### REQUIRED WORK
Rewrite the listing below, swapping "annotation task" for "labeling project" everywhere it appears and leaving everything else unchanged. Leave out the pictures.

### PROVIDED DATA
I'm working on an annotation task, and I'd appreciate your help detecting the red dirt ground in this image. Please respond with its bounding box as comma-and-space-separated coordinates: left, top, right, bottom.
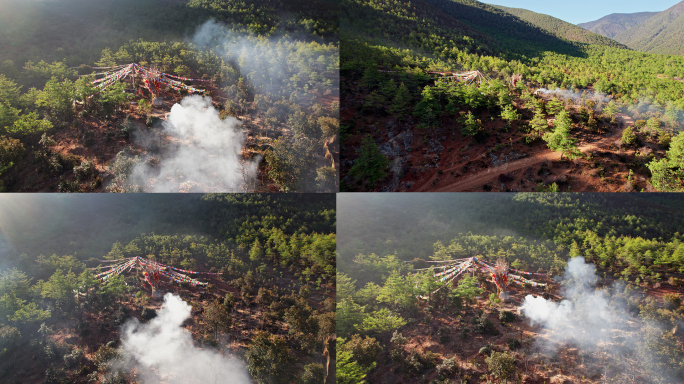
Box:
367, 272, 684, 384
341, 90, 658, 192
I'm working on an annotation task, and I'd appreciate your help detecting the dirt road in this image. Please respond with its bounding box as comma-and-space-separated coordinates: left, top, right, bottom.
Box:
416, 113, 634, 192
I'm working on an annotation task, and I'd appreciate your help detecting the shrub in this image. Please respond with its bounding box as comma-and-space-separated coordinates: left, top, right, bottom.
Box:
478, 344, 493, 356
64, 348, 85, 369
485, 352, 517, 382
506, 339, 520, 349
0, 325, 21, 356
622, 127, 636, 145
57, 176, 83, 192
74, 160, 95, 181
119, 116, 137, 139
299, 363, 325, 384
44, 365, 70, 384
344, 335, 382, 367
437, 358, 456, 379
473, 314, 499, 335
93, 345, 119, 368
663, 293, 682, 309
145, 116, 161, 128
404, 350, 439, 373
437, 327, 451, 344
58, 153, 81, 170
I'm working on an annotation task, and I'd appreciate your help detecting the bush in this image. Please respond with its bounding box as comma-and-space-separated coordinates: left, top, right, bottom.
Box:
472, 313, 499, 335
64, 348, 85, 369
478, 344, 493, 356
663, 293, 682, 310
437, 358, 456, 379
102, 372, 129, 384
344, 335, 382, 367
404, 350, 439, 373
58, 153, 81, 170
140, 307, 157, 321
44, 366, 71, 384
0, 325, 21, 356
622, 127, 636, 145
485, 352, 517, 381
506, 339, 520, 349
57, 176, 83, 193
119, 116, 137, 139
299, 363, 325, 384
74, 160, 95, 181
499, 311, 515, 324
93, 345, 119, 368
437, 327, 451, 344
145, 116, 161, 128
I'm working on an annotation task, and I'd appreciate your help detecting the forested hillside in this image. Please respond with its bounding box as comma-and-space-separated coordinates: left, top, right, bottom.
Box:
337, 193, 684, 383
340, 0, 684, 192
496, 5, 627, 48
577, 12, 658, 39
0, 194, 336, 383
0, 0, 339, 192
615, 1, 684, 55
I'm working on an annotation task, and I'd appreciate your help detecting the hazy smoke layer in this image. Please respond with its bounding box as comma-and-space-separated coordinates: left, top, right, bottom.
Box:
536, 88, 613, 111
122, 293, 251, 384
522, 257, 630, 348
133, 95, 259, 192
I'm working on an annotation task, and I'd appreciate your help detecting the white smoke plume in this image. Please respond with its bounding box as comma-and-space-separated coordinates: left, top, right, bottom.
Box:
521, 257, 684, 383
122, 293, 251, 384
521, 257, 631, 349
189, 20, 339, 112
132, 95, 259, 192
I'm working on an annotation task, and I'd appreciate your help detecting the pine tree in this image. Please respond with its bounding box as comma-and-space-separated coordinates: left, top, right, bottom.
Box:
95, 48, 116, 67
544, 111, 577, 159
350, 135, 389, 186
648, 133, 684, 192
390, 83, 411, 121
461, 111, 480, 136
501, 104, 520, 127
530, 109, 549, 136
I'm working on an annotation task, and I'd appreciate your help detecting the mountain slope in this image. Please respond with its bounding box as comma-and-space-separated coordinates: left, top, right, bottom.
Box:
615, 1, 684, 55
495, 5, 627, 48
577, 12, 658, 39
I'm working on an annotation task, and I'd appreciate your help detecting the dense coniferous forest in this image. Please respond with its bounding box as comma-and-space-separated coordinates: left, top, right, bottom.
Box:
337, 193, 684, 383
577, 12, 658, 39
340, 0, 684, 191
0, 0, 339, 192
0, 194, 336, 383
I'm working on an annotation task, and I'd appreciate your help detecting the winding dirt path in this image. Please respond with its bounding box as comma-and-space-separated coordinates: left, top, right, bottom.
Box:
415, 113, 634, 192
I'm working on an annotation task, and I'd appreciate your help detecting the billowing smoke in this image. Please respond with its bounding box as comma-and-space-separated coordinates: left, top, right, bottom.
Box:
521, 257, 684, 383
190, 20, 339, 102
521, 257, 631, 349
131, 95, 259, 192
122, 293, 251, 384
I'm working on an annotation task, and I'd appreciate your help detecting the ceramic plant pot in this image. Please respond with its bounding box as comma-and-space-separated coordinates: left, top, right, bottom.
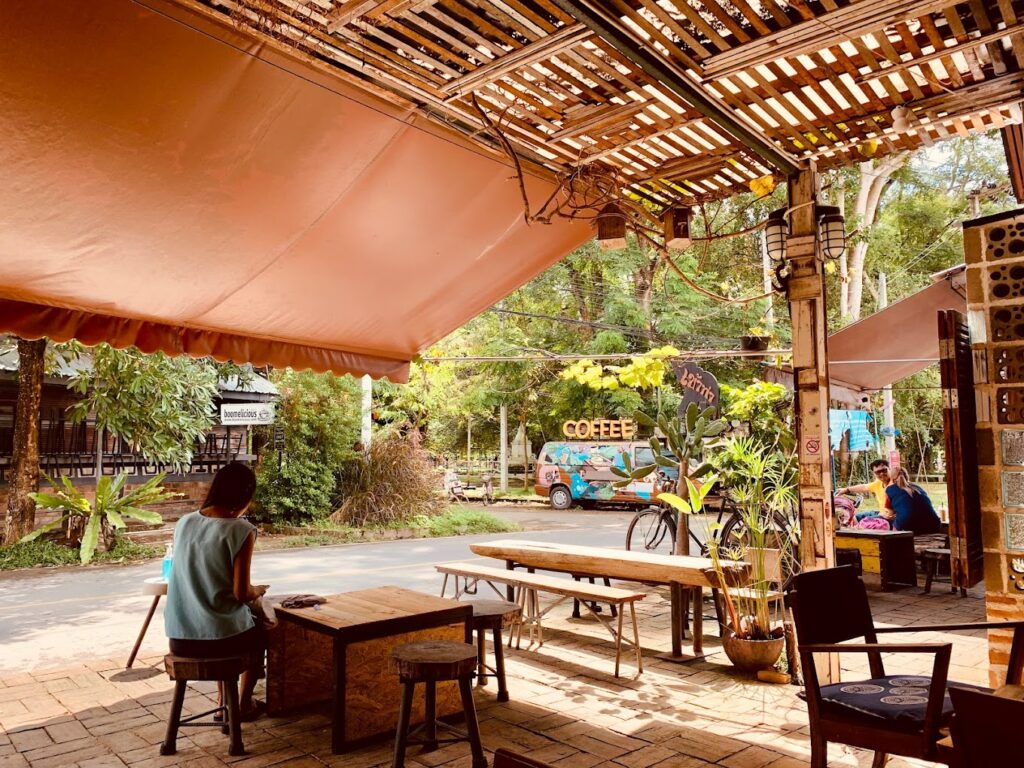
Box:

### WRITTEN ANSWER
I'm working on an labeling project, and I'd appreciate your help detecting the red dirt ground in this image. Please respond with its bounding box as comma-and-space-separated coordinates: left, top, right, bottom.
Box:
367, 272, 684, 384
341, 90, 658, 192
I'm working on an labeling project, and I'd appreciate your help detecting the dirt road in this image. Please respond with its bounding box as comma-and-space-separated coordinates: left, top, right, bottom.
Box:
416, 113, 634, 192
I'm working on an labeling project, and I'd appreciate your help detecting the shrub in this image. Please respond with its bounding box as comma-and-space-separated coordinates: left, top, right, bottom.
Box:
478, 344, 493, 356
64, 348, 85, 369
485, 352, 517, 382
506, 339, 520, 349
0, 325, 21, 356
622, 127, 636, 145
57, 176, 83, 192
74, 160, 95, 181
119, 116, 137, 139
299, 363, 325, 384
44, 365, 70, 384
344, 335, 382, 367
437, 358, 456, 379
473, 314, 499, 335
93, 345, 119, 368
663, 293, 682, 309
145, 116, 161, 128
404, 350, 439, 373
437, 327, 451, 344
58, 153, 81, 170
I'm working on an labeling project, and I'd appreciate your help detecting the bush in this image. Please respond with its bounding box as comma-and-space-separated coordinates: left, top, right, bottom.
Box:
472, 313, 499, 335
64, 348, 85, 369
478, 344, 493, 356
663, 293, 682, 310
437, 358, 456, 379
102, 372, 129, 384
344, 335, 382, 367
404, 350, 439, 373
58, 153, 81, 170
140, 307, 157, 321
44, 366, 71, 384
0, 325, 21, 356
622, 127, 636, 145
485, 352, 517, 381
506, 339, 520, 349
57, 176, 83, 193
119, 116, 137, 139
299, 363, 325, 384
74, 160, 95, 181
499, 311, 515, 324
93, 345, 119, 368
437, 327, 451, 344
145, 116, 161, 128
I'm working on an labeling project, and I'd appreciate your help detecting the forested hillside in this image. Please respond with its bounding box as comma-and-space-separated coordinates: left, top, right, bottom.
Box:
337, 193, 684, 383
340, 0, 684, 192
496, 5, 627, 48
577, 12, 658, 39
0, 194, 336, 383
0, 0, 339, 192
615, 1, 684, 55
I'm working on an labeling project, and I'd appreciate your help detecting the hazy smoke layer in this image. Please respond with its bounding box as comma-and-space-separated coordinates: left, top, right, bottom.
Box:
536, 88, 613, 111
122, 293, 251, 384
522, 257, 630, 348
133, 95, 259, 192
I'm working on an labeling project, and I'd appreciate your help detecting the white smoke plume in this image. Please respond with its bounding box as comma-and-space-separated coordinates: left, top, right, bottom.
Box:
521, 257, 684, 383
122, 293, 251, 384
521, 257, 631, 349
189, 20, 339, 112
132, 95, 259, 192
I'm working on an labeling project, and I'd appreciate your help detecting the pine tree in this image. Please respond with its bounding box as comma-and-space-separated coordinates: left, top, right, bottom.
Box:
95, 48, 116, 67
544, 111, 577, 159
350, 135, 389, 186
648, 133, 684, 192
390, 83, 411, 121
461, 111, 480, 136
501, 104, 520, 127
530, 109, 549, 136
I'm working on an labeling project, and I'd appreciate your help detecting the mountain slope in this image. Please respond with its bounding box as comma-and-space-separated coordinates: left, top, right, bottom.
Box:
615, 1, 684, 55
495, 5, 627, 48
577, 12, 658, 39
I'm working on an labeling project, and I'd appreciate your help detecting the dense coniferous forest in this image. Please respond with its bounding box as comma-and-space-separated coordinates: left, top, right, bottom.
Box:
337, 193, 684, 383
577, 12, 658, 39
340, 0, 684, 191
0, 0, 339, 192
0, 194, 336, 383
I'm working on an labeling project, and I'd appreciate your help detecting the winding dirt path in this image. Please respond with its bounding box as comma-and-space-separated coordinates: left, top, right, bottom.
Box:
415, 113, 634, 192
I'm working on an labeling project, and I'd appreciate your help detecting the billowing smoke in this image. Please respond with its bounding box as comma-and-space-separated coordinates: left, top, right, bottom.
Box:
521, 257, 684, 383
190, 20, 339, 102
521, 257, 631, 349
131, 95, 259, 192
122, 293, 251, 384
I'm working on an labeling project, and I'd appreciate your help detecting the ceramic plant pot in this image. Please respond with its bounding box as comma-and-space-separated coordinates: left, top, right, bottom.
Box:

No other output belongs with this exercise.